### Required task:
Return each line below that contains the string "facade", copied in full. Matching is case-sensitive.

### Material for this exercise:
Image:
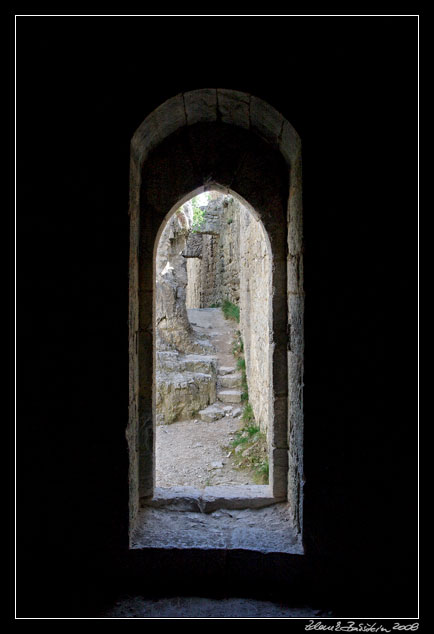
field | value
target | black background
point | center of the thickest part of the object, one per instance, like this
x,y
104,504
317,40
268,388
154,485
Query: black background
x,y
349,87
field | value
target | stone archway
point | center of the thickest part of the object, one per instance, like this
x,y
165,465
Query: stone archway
x,y
233,142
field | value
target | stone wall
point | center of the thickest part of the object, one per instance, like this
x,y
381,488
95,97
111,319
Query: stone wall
x,y
255,315
235,264
185,373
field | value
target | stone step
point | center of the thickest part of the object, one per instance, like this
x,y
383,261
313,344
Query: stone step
x,y
229,396
225,369
230,380
211,413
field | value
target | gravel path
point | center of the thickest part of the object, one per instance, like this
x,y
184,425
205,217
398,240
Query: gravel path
x,y
193,452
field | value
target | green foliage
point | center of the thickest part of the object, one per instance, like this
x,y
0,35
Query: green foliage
x,y
248,415
230,310
252,452
198,215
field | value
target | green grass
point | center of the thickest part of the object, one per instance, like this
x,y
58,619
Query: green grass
x,y
253,452
230,310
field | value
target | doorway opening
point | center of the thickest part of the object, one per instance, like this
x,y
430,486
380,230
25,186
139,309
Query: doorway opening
x,y
213,333
239,146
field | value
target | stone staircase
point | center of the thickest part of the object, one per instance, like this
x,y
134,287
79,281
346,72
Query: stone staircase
x,y
228,396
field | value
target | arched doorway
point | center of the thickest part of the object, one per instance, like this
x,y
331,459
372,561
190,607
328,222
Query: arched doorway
x,y
233,142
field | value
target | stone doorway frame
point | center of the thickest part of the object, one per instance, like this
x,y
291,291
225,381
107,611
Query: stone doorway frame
x,y
236,143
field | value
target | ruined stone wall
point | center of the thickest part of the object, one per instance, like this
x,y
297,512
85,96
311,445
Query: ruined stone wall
x,y
192,299
255,316
217,274
228,268
235,265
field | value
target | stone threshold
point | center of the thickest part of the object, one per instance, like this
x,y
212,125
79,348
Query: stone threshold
x,y
211,498
216,518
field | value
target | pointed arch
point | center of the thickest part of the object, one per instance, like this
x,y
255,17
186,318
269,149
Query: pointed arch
x,y
232,141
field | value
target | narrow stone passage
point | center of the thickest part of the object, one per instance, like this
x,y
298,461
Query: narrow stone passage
x,y
194,452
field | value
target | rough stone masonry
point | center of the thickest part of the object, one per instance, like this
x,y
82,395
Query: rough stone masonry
x,y
225,258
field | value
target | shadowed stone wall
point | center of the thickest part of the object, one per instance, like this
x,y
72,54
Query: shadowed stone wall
x,y
235,264
233,142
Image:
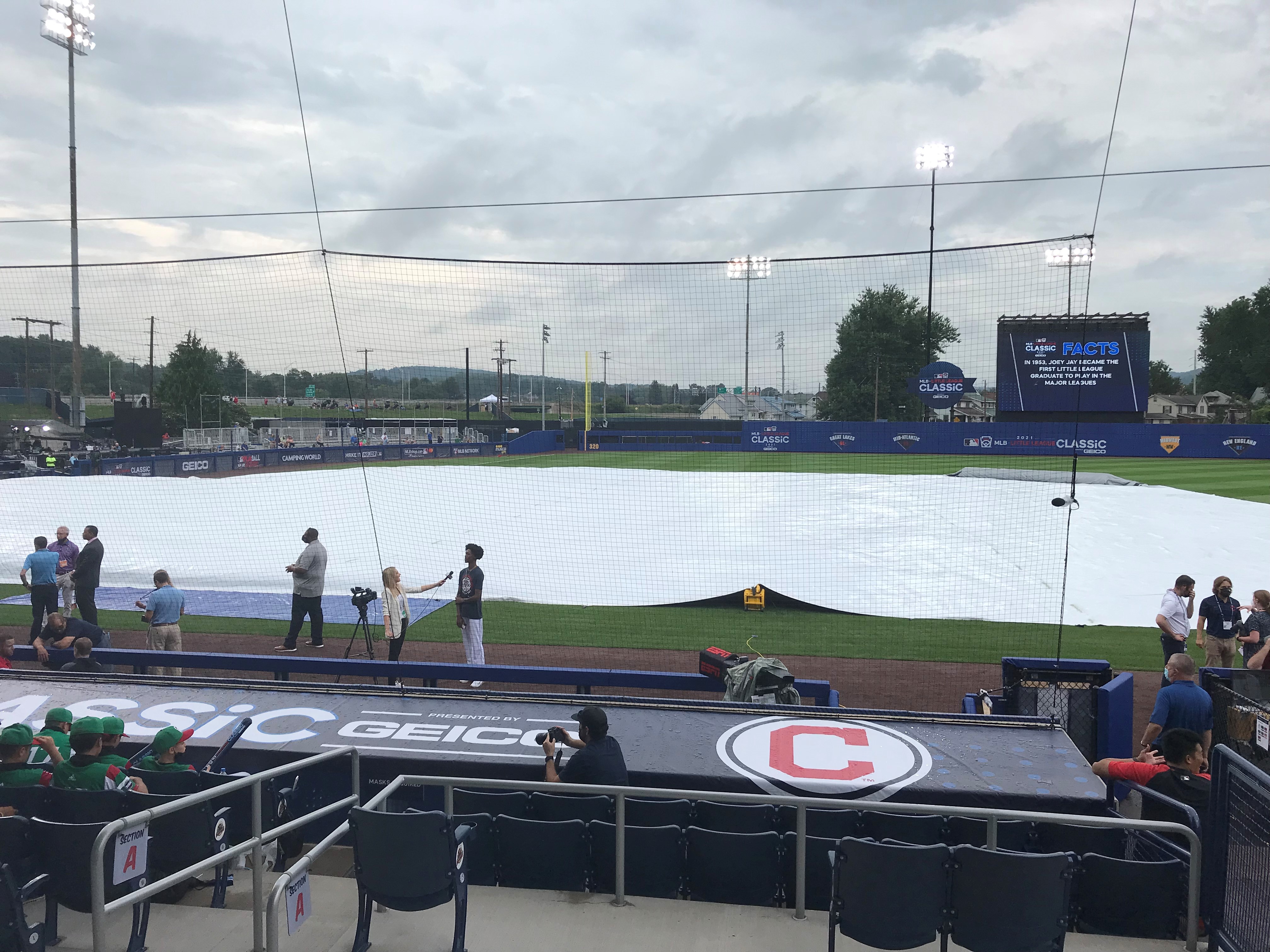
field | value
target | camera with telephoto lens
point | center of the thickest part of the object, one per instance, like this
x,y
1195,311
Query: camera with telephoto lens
x,y
557,734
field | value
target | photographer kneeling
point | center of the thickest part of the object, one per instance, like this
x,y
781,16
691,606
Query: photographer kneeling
x,y
599,758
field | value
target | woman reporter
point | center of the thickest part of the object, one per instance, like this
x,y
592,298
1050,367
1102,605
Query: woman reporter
x,y
397,609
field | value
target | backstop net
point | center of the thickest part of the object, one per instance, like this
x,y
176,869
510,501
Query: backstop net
x,y
625,547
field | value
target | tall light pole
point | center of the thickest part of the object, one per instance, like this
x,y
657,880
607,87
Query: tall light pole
x,y
933,156
66,25
1070,257
748,268
546,337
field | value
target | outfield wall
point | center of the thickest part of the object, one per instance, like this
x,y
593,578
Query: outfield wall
x,y
1091,440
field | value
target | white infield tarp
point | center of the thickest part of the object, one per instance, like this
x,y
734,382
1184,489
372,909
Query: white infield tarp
x,y
900,546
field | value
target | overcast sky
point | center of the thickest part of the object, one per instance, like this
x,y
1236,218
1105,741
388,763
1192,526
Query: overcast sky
x,y
192,110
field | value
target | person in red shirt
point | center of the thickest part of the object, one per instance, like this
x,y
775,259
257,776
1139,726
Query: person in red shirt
x,y
1176,775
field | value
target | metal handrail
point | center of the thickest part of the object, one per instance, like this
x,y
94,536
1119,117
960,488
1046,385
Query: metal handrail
x,y
256,845
802,804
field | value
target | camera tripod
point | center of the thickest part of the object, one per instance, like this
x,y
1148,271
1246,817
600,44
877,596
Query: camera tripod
x,y
364,627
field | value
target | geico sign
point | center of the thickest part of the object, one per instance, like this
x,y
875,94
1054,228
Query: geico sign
x,y
856,760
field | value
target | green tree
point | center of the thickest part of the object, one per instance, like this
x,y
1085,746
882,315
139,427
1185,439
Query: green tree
x,y
193,376
1161,379
1235,346
882,339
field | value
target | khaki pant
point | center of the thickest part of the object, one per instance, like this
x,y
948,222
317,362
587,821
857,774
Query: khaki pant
x,y
164,638
1220,653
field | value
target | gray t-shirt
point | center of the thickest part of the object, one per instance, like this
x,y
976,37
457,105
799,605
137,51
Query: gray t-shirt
x,y
313,560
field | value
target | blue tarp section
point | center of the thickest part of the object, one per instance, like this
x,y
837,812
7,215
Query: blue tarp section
x,y
249,605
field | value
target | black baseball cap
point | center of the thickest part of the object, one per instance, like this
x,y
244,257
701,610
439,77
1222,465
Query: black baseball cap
x,y
592,718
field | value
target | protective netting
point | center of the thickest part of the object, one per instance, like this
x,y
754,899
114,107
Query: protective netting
x,y
865,557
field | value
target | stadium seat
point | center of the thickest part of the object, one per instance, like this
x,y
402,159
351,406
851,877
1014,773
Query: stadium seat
x,y
820,869
906,828
1070,838
658,813
740,869
538,855
828,824
1127,898
84,805
63,851
16,932
1003,902
549,807
888,895
432,873
1011,835
655,860
475,802
182,840
482,848
735,818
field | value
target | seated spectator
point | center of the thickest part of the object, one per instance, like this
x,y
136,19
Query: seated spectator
x,y
169,743
84,660
86,770
16,744
1176,774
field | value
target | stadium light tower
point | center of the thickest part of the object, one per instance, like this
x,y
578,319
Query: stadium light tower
x,y
66,25
1070,257
748,268
933,156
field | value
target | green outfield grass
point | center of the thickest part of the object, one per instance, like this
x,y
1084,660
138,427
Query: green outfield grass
x,y
778,631
1238,479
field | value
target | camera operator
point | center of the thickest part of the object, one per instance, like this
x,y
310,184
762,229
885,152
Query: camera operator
x,y
599,758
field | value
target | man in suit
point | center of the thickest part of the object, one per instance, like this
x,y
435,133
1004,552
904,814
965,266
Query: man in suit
x,y
88,574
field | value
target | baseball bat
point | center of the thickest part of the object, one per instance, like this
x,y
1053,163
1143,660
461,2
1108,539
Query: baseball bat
x,y
229,743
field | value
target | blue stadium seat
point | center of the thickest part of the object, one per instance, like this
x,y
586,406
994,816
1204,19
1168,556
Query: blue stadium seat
x,y
888,895
658,813
1070,838
482,848
1005,902
1127,898
478,802
1011,835
538,855
918,830
550,807
655,860
735,818
820,869
740,869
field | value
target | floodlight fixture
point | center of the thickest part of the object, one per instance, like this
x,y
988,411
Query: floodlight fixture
x,y
1070,257
934,155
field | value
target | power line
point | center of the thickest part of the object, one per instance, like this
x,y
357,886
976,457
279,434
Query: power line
x,y
638,199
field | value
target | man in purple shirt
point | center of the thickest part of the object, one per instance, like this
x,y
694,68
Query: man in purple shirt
x,y
66,555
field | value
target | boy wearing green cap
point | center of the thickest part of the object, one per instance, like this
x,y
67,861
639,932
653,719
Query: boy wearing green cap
x,y
16,744
86,770
58,724
168,743
112,733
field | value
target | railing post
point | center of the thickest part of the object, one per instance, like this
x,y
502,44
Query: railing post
x,y
801,862
257,873
620,850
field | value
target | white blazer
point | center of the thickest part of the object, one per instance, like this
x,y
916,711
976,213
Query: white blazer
x,y
393,627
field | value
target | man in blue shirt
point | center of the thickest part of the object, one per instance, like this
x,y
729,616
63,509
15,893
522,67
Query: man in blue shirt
x,y
43,565
163,611
1183,704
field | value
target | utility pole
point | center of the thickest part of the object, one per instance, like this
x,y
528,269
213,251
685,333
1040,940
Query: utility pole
x,y
152,361
604,356
546,337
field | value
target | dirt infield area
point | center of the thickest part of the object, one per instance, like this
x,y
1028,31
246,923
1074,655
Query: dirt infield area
x,y
879,685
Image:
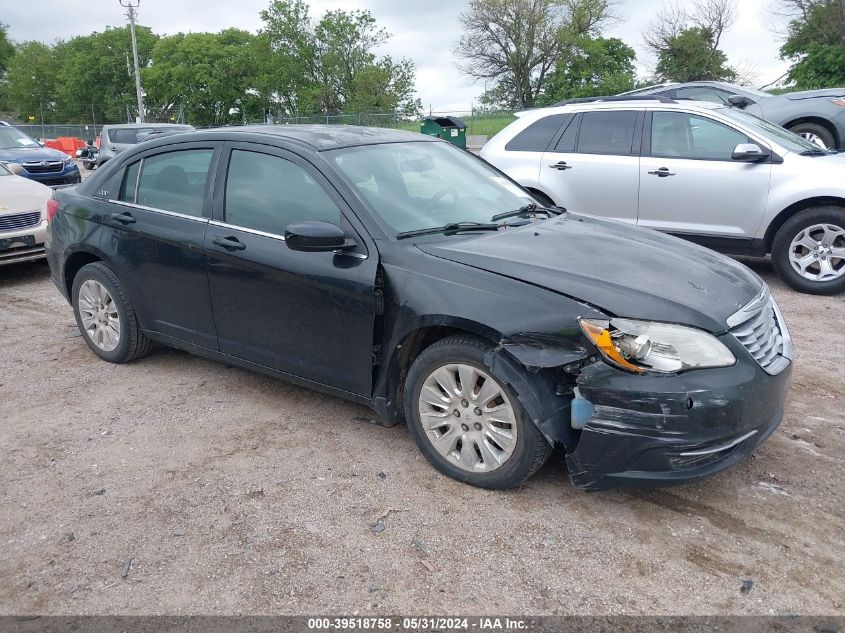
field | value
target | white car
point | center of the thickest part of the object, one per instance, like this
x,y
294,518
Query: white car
x,y
709,173
22,221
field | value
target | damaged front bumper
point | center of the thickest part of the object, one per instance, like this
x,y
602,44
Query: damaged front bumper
x,y
653,430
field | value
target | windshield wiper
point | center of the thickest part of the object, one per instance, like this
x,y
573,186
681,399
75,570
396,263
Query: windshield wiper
x,y
531,208
452,227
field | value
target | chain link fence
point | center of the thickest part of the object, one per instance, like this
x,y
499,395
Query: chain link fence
x,y
479,122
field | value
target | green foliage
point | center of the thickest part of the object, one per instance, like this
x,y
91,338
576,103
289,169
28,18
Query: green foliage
x,y
292,66
7,50
32,78
94,71
591,67
207,74
331,67
816,47
692,56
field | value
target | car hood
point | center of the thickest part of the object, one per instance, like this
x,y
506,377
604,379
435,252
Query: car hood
x,y
830,93
618,268
25,154
22,194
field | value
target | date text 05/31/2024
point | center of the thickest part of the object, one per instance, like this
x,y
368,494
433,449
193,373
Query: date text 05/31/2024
x,y
427,623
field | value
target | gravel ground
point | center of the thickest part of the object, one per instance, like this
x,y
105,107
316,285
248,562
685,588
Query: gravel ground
x,y
178,485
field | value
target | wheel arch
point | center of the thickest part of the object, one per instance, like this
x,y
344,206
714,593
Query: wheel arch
x,y
388,393
815,120
74,262
795,208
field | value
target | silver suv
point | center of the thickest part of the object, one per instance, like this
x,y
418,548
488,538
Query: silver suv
x,y
711,174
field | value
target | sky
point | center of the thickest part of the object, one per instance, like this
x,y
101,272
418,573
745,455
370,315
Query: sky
x,y
422,31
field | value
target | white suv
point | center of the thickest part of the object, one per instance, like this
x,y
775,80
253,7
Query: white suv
x,y
711,174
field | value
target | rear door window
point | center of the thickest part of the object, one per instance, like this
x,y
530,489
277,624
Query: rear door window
x,y
607,132
175,181
537,136
267,193
682,135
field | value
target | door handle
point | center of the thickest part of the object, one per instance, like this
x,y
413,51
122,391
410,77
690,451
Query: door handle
x,y
229,243
663,172
123,218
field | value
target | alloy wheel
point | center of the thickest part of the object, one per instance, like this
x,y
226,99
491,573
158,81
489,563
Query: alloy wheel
x,y
468,418
99,315
814,138
817,253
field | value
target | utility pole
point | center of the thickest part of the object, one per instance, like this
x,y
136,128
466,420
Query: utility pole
x,y
131,5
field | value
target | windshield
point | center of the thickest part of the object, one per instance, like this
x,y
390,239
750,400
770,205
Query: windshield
x,y
779,135
129,136
11,137
419,185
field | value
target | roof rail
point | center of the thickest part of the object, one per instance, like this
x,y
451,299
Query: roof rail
x,y
659,98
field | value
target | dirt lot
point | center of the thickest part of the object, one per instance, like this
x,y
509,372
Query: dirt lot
x,y
234,493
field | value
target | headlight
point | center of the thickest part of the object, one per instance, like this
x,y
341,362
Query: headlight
x,y
641,346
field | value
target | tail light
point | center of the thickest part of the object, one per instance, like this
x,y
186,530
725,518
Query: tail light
x,y
52,209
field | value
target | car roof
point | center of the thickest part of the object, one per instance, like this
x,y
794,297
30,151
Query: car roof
x,y
622,104
319,137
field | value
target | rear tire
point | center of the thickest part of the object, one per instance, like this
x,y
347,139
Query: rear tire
x,y
492,442
812,131
808,251
105,317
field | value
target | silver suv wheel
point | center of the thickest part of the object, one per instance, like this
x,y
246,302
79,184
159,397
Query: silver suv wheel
x,y
817,253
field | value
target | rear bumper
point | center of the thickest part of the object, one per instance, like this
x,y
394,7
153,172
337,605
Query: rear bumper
x,y
664,430
70,175
22,245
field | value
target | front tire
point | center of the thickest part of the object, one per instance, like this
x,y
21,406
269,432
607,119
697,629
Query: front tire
x,y
105,317
808,251
467,421
815,133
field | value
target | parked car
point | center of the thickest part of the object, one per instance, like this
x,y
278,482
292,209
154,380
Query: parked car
x,y
22,222
711,174
400,272
116,138
42,164
815,115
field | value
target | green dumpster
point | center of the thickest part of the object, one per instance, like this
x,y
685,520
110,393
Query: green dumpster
x,y
449,128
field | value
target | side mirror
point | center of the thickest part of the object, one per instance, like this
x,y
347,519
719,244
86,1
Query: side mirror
x,y
749,153
739,101
316,237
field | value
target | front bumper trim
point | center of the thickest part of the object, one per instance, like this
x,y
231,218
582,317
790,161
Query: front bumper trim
x,y
718,449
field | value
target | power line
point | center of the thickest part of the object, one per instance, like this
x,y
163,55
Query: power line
x,y
131,14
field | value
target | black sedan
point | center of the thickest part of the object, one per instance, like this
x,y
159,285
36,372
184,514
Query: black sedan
x,y
400,272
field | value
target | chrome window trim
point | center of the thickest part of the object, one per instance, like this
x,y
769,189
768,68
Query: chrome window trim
x,y
132,205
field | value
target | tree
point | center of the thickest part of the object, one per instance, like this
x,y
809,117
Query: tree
x,y
815,42
7,49
686,41
210,75
331,66
32,79
515,42
94,71
592,67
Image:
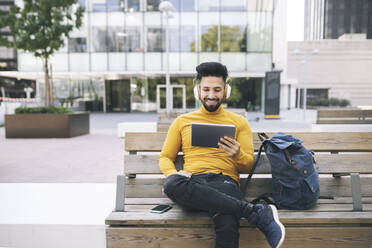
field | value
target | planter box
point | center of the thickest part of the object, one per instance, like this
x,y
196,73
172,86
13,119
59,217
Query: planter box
x,y
46,125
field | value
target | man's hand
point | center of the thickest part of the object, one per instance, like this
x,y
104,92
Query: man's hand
x,y
184,173
230,146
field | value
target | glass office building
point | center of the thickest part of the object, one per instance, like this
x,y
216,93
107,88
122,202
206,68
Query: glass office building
x,y
117,59
330,19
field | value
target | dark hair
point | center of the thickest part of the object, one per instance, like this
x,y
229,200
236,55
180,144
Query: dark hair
x,y
211,69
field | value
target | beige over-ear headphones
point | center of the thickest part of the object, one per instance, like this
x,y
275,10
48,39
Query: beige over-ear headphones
x,y
197,88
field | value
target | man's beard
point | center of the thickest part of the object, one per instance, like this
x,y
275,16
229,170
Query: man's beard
x,y
211,108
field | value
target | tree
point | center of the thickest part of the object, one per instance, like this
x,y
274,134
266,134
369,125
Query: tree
x,y
40,27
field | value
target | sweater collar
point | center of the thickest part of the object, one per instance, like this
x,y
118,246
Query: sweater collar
x,y
218,111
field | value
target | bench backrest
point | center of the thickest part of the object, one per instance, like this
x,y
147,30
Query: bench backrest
x,y
344,113
335,153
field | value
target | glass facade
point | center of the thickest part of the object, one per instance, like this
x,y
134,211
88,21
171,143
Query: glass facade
x,y
330,19
129,37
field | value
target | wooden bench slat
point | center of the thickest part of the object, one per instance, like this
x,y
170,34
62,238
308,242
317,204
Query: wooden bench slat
x,y
345,113
335,121
152,187
202,218
157,201
320,207
325,163
180,237
321,141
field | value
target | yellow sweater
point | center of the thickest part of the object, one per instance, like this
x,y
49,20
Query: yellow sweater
x,y
199,160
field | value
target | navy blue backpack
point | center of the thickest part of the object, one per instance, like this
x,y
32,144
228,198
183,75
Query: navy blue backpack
x,y
294,177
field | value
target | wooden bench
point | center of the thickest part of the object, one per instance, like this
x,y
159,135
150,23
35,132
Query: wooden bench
x,y
344,116
165,119
344,162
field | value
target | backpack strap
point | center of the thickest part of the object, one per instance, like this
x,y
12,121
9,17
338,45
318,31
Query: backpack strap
x,y
244,189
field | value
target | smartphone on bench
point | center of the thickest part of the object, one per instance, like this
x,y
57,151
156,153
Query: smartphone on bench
x,y
159,209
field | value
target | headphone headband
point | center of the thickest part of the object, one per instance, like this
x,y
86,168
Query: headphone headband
x,y
197,89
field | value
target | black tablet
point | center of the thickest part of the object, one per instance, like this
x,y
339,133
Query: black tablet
x,y
208,135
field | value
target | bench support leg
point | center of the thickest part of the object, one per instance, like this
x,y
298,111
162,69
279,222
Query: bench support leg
x,y
120,193
356,192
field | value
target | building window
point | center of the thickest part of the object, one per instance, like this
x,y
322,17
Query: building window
x,y
77,45
115,39
98,5
259,32
154,40
133,5
209,38
232,5
153,5
132,42
115,5
187,5
174,39
82,3
233,38
210,5
124,40
187,39
99,41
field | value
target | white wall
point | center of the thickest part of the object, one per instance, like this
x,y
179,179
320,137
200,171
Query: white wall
x,y
344,67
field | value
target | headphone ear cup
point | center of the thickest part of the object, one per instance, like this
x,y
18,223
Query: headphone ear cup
x,y
228,91
196,92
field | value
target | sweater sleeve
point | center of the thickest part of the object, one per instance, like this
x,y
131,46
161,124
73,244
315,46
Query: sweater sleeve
x,y
170,149
245,159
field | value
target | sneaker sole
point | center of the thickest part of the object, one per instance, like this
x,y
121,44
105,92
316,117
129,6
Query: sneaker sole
x,y
276,218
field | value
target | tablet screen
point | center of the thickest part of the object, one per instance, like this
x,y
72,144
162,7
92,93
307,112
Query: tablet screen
x,y
208,135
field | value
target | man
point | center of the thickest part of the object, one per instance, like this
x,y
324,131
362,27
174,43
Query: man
x,y
210,179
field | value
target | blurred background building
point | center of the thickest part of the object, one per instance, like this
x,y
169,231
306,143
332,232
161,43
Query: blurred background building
x,y
330,19
116,60
340,31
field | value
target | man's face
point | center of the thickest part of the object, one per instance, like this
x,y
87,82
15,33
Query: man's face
x,y
212,91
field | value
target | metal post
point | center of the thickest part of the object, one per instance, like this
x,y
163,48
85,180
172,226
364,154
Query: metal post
x,y
305,88
167,78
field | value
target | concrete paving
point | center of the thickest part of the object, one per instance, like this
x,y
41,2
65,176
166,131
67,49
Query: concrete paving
x,y
98,156
58,192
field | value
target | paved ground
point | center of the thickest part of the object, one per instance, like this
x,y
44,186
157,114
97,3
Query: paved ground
x,y
98,157
58,192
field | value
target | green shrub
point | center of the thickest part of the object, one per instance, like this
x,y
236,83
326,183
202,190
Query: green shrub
x,y
42,110
334,102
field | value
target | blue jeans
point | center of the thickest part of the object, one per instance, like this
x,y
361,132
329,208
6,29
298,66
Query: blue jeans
x,y
217,194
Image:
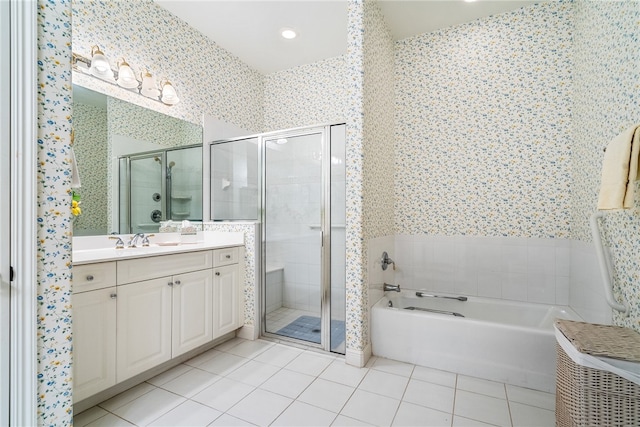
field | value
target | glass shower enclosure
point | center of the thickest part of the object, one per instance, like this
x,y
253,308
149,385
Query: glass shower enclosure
x,y
158,186
302,213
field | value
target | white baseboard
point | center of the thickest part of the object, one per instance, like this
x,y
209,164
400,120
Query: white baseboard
x,y
248,332
358,358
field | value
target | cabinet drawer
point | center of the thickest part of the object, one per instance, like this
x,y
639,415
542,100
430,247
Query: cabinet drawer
x,y
134,270
225,257
90,277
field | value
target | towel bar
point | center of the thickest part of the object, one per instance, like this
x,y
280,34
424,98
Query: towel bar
x,y
605,268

### Task output:
target | glass facade
Query: glass facade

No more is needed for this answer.